Daftar Tugas>
• a. Perbarui teks tentang Pondok Pesantren Tebuireng dengan menuliskan ulang semua bagian mulai dari "Pondok Pesantren Tebuireng, Kiprahnya" hingga "Indonesia, Nahdlatul Ulama.", lalu ganti "ormas Islam" dengan "organisasi kemasyarakatan Islam".
• b. Tentukan apakah setiap pernyataan berikut sesuai dengan teks tentang Pondok Pesantren Tebuireng. Jawab ya atau tidak, lalu kutip kata-kata dari teks yang menjadi penentunya.
(i) Pondok Pesantren Tebuireng didirikan oleh KH. Hasyim Asy’ari pada tahun 1899.
(ii) Tebuireng terletak di sebelah utara kota Jombang.
(iii) Dalam cerita asal-usul nama Tebuireng, kerbau milik penduduk semula berkulit hitam.

Teks Bacaan>
Pondok Pesantren Tebuireng, Kiprahnya dari Desa Sampai Bangsa
HIDAYATUNA.COM – Pondok Pesantren Tebuireng adalah salah satu pesantren terbesar di kabupaten Jombang, Jawa Timur. Pesantren ini didirikan oleh KH. Hasyim Asy’ari pada tahun 1899. Selain materi pelajaran mengenai pengetahuan agama Islam, ilmu Syari’at, dan Bahasa Arab, pelajaran umum juga dimasukan ke dalam struktur kurikulum pengajarannya. Tebuireng bukan nama yang asing lagi bagi telinga masyarakat Indonesia. Tebuireng tak hanya dikenal sebagai salah satu satu nama pesantren tertua, lebih dari itu. Tebuireng sangat dikenal sebagai tempat bersejarah berdirinya ormas Islam terbesar di Indonesia, Nahdlatul Ulama.
Tebuireng adalah nama sebuah pedukuhan yang termasuk wilayah administratif Desa Cukir, Kecamatan Diwek, Kabupaten Jombang, berada pada kilometer 8 dari kota Jombang ke arah selatan. Nama pedukuhan seluas 25,311 hektar ini kemudian dijadikan nama pesantren yang didirikan oleh KH. Hasyim Asy’ari. Secara geografis, letak Pondok Pesantren Tebuireng cukup strategis, karena berada di tepi jalan raya Jombang-Malang dan Jombang-Kediri. Lalu lintas yang melewati Desa Cukir terbagi dalam tiga jalur
Pondok Pesantren Tebuireng didirikan oleh KH. Hasyim Asy’ari pada tahun 1899 M. Pesantren ini didirikan setelah ia pulang dari pengembaraannya menuntut ilmu di berbagai pondok pesantren terkemuka dan di tanah Mekah, untuk mengamalkan ilmu yang telah diperolehnya.
Menurut penuturan masyarakat sekitar, nama Tebuireng berasal dari kata ‘kebo ireng’ (kerbau hitam). Konon, ada seorang penduduk yang memiliki kerbau berkulit kuning. Suatu hari, kerbau tersebut menghilang dan setelah dicari kian kemari, kerbau itu ditemukan dalam keadaan hampir mati karena terperosok di rawa-rawa yang banyak dihuni lintah. Sekujur tubuhnya penuh lintah, sehingga kulit kerbau yang semula berwarna kuning kini berubah menjadi hitam. Peristiwa ini menyebabkan pemilik kerbau berteriak ‘kebo ireng, kebo ireng’ Sejak saat itu, dusun tempat ditemukannya kerbau itu dikenal dengan nama Kebo Ireng.

[Data yang Dikumpulkan]
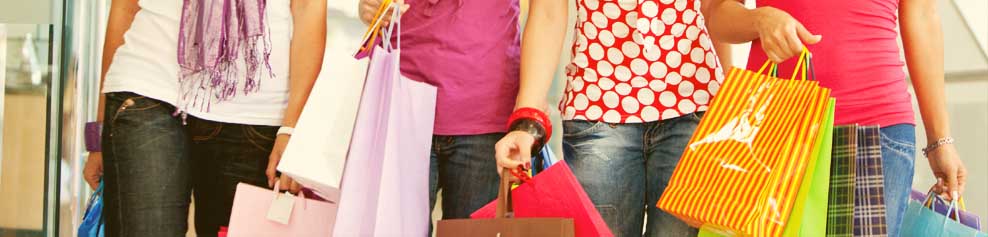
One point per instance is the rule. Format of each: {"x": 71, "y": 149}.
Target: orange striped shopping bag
{"x": 742, "y": 168}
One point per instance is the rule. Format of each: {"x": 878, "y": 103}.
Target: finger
{"x": 286, "y": 183}
{"x": 795, "y": 45}
{"x": 952, "y": 184}
{"x": 92, "y": 182}
{"x": 505, "y": 160}
{"x": 272, "y": 171}
{"x": 525, "y": 153}
{"x": 502, "y": 150}
{"x": 295, "y": 187}
{"x": 784, "y": 48}
{"x": 961, "y": 180}
{"x": 769, "y": 47}
{"x": 806, "y": 36}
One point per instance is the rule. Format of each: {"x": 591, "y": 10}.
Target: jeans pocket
{"x": 901, "y": 146}
{"x": 202, "y": 130}
{"x": 580, "y": 128}
{"x": 129, "y": 103}
{"x": 263, "y": 133}
{"x": 261, "y": 137}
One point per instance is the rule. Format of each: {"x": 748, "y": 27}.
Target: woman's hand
{"x": 949, "y": 170}
{"x": 781, "y": 35}
{"x": 93, "y": 171}
{"x": 368, "y": 8}
{"x": 513, "y": 151}
{"x": 286, "y": 182}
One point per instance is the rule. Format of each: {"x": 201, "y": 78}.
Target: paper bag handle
{"x": 504, "y": 190}
{"x": 277, "y": 191}
{"x": 503, "y": 195}
{"x": 804, "y": 67}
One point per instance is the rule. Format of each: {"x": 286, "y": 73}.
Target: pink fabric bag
{"x": 385, "y": 189}
{"x": 251, "y": 204}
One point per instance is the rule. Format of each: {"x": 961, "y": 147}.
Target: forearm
{"x": 542, "y": 43}
{"x": 725, "y": 54}
{"x": 121, "y": 16}
{"x": 305, "y": 60}
{"x": 730, "y": 22}
{"x": 922, "y": 41}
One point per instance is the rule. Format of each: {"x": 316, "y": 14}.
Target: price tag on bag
{"x": 281, "y": 208}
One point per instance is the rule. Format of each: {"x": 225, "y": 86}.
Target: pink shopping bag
{"x": 555, "y": 192}
{"x": 385, "y": 180}
{"x": 252, "y": 206}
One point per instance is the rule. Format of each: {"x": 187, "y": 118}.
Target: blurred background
{"x": 50, "y": 56}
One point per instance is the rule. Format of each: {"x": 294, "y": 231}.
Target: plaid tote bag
{"x": 840, "y": 207}
{"x": 869, "y": 184}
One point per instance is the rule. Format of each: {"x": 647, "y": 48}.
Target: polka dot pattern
{"x": 640, "y": 61}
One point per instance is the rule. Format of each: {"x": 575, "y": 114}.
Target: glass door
{"x": 25, "y": 51}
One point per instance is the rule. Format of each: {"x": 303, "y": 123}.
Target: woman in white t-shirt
{"x": 202, "y": 95}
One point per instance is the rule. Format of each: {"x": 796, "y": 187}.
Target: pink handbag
{"x": 251, "y": 206}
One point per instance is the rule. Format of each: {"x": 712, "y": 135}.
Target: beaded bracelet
{"x": 937, "y": 144}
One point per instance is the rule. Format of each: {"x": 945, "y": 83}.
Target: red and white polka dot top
{"x": 640, "y": 61}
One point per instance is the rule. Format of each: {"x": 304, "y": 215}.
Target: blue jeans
{"x": 624, "y": 168}
{"x": 224, "y": 155}
{"x": 146, "y": 168}
{"x": 464, "y": 168}
{"x": 898, "y": 167}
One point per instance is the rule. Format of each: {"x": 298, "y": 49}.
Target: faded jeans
{"x": 624, "y": 168}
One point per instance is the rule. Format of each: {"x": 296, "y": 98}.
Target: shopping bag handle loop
{"x": 374, "y": 30}
{"x": 277, "y": 191}
{"x": 387, "y": 34}
{"x": 955, "y": 205}
{"x": 504, "y": 191}
{"x": 804, "y": 67}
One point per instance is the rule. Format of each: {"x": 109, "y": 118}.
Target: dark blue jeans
{"x": 898, "y": 164}
{"x": 146, "y": 168}
{"x": 224, "y": 155}
{"x": 464, "y": 168}
{"x": 625, "y": 168}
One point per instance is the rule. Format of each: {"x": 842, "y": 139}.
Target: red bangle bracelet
{"x": 535, "y": 114}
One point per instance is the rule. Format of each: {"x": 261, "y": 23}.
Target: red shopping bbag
{"x": 555, "y": 192}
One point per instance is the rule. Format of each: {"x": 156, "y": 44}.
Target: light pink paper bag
{"x": 385, "y": 181}
{"x": 251, "y": 204}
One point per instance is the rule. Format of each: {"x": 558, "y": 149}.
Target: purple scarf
{"x": 215, "y": 38}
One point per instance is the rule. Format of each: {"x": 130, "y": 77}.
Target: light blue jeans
{"x": 898, "y": 167}
{"x": 624, "y": 168}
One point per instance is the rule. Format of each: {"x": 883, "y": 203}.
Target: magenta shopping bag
{"x": 554, "y": 192}
{"x": 261, "y": 212}
{"x": 385, "y": 190}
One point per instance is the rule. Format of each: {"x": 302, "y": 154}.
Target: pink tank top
{"x": 858, "y": 57}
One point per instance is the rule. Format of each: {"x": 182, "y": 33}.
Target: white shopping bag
{"x": 316, "y": 154}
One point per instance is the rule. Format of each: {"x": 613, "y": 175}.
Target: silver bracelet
{"x": 937, "y": 144}
{"x": 285, "y": 131}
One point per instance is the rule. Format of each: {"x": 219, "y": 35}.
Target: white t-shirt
{"x": 147, "y": 64}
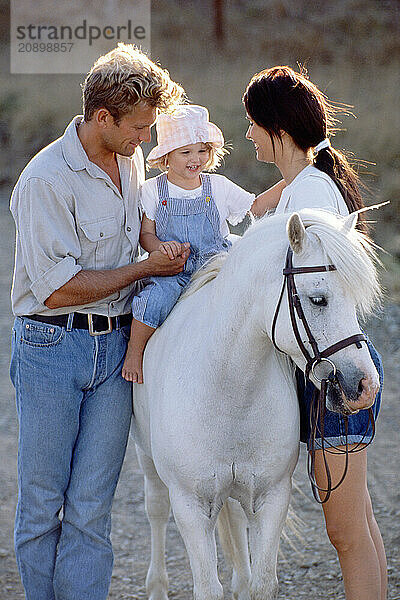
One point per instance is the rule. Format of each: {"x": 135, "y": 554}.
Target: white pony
{"x": 217, "y": 416}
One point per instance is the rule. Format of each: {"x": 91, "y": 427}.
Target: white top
{"x": 312, "y": 188}
{"x": 232, "y": 201}
{"x": 69, "y": 216}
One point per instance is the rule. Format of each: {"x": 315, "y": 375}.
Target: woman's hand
{"x": 172, "y": 249}
{"x": 159, "y": 263}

Jawaban Tertulis>
• a.
Pondok Pesantren Tebuireng, Kiprahnya dari Desa Sampai Bangsa
HIDAYATUNA.COM – Pondok Pesantren Tebuireng adalah salah satu pesantren terbesar di kabupaten Jombang, Jawa Timur. Pesantren ini didirikan oleh KH. Hasyim Asy’ari pada tahun 1899. Selain materi pelajaran mengenai pengetahuan agama Islam, ilmu Syari’at, dan Bahasa Arab, pelajaran umum juga dimasukan ke dalam struktur kurikulum pengajarannya. Tebuireng bukan nama yang asing lagi bagi telinga masyarakat Indonesia. Tebuireng tak hanya dikenal sebagai salah satu satu nama pesantren tertua, lebih dari itu. Tebuireng sangat dikenal sebagai tempat bersejarah berdirinya organisasi kemasyarakatan Islam terbesar di Indonesia, Nahdlatul Ulama.

• b.
(i) Ya: "Pondok Pesantren Tebuireng didirikan oleh KH. Hasyim Asy’ari pada tahun 1899 M."
(ii) Tidak: "berada pada kilometer 8 dari kota Jombang ke arah selatan"
(iii) Tidak: "ada seorang penduduk yang memiliki kerbau berkulit kuning"